— start of LISTED RECORDS —
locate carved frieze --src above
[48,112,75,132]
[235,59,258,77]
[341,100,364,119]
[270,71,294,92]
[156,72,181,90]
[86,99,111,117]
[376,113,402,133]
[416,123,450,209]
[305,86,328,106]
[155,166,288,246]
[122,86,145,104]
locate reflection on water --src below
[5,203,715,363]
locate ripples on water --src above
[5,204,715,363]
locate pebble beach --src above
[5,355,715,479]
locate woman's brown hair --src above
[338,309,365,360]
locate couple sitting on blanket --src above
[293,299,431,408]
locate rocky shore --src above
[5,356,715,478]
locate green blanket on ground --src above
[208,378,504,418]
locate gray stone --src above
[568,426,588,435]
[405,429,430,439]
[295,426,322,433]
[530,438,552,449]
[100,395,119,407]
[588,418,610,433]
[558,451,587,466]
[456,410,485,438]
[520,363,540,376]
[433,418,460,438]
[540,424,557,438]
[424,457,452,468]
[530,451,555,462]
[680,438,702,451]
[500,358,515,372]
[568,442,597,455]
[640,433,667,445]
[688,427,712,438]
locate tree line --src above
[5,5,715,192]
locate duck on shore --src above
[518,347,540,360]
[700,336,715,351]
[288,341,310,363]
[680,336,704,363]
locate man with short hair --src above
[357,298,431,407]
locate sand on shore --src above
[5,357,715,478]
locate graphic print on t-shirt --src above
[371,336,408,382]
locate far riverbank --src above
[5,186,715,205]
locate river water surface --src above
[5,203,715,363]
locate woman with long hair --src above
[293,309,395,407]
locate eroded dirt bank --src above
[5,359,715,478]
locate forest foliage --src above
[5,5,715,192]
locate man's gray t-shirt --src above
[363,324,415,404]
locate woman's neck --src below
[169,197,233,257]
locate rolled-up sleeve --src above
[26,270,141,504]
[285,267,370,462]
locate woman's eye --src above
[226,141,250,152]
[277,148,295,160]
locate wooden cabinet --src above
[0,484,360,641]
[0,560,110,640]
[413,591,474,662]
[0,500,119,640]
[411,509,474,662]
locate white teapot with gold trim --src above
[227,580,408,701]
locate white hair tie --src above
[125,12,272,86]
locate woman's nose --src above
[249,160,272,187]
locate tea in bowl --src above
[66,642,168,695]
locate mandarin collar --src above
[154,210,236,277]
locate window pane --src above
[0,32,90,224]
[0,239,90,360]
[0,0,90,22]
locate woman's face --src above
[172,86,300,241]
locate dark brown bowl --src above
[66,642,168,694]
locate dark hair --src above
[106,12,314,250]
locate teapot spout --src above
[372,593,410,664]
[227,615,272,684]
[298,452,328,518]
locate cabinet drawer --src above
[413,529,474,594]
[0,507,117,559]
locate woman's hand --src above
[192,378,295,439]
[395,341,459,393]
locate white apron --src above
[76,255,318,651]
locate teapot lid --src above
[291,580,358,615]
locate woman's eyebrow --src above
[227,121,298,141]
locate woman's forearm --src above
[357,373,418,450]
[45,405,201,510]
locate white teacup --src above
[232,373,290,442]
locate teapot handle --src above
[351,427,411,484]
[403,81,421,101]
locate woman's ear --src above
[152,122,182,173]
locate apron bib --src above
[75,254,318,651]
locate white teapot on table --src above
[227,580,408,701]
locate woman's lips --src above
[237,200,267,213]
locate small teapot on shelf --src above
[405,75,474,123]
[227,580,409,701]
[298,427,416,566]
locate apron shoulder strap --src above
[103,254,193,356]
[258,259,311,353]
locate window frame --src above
— end of LISTED RECORDS —
> **WHAT YOU SHOULD DO**
Put the entries above into a numbered list, starting at the line that contains "locate teapot spout --src above" and ending at the last line of the entries. Leave out any blank lines.

> **RESULT OF THIS EXERCISE**
1. locate teapot spout --src above
2. [372,593,410,664]
3. [227,615,272,684]
4. [298,452,328,518]
5. locate cabinet drawer --src above
6. [413,529,474,594]
7. [0,507,117,559]
8. locate woman's hand --src above
9. [192,378,295,439]
10. [395,341,459,393]
11. locate white apron --src above
12. [76,255,318,651]
13. locate teapot lid --src above
14. [291,580,358,615]
15. locate woman's eyebrow --src above
16. [227,121,298,141]
17. locate woman's forearm --src above
18. [357,373,418,450]
19. [45,405,201,510]
20. locate white teacup --src above
21. [232,373,290,442]
22. locate teapot handle --src above
23. [351,427,411,484]
24. [403,81,421,101]
25. locate woman's ear --src above
26. [152,122,182,173]
27. locate apron bib --src above
28. [75,254,318,651]
29. locate white teapot on table --src above
30. [227,580,408,701]
31. locate woman's lips --src above
32. [237,200,267,213]
33. locate small teapot on shelf --src above
34. [405,75,474,123]
35. [227,580,409,701]
36. [298,427,416,566]
37. locate apron shoulder strap --src above
38. [103,254,193,356]
39. [258,259,311,353]
40. locate window frame --src above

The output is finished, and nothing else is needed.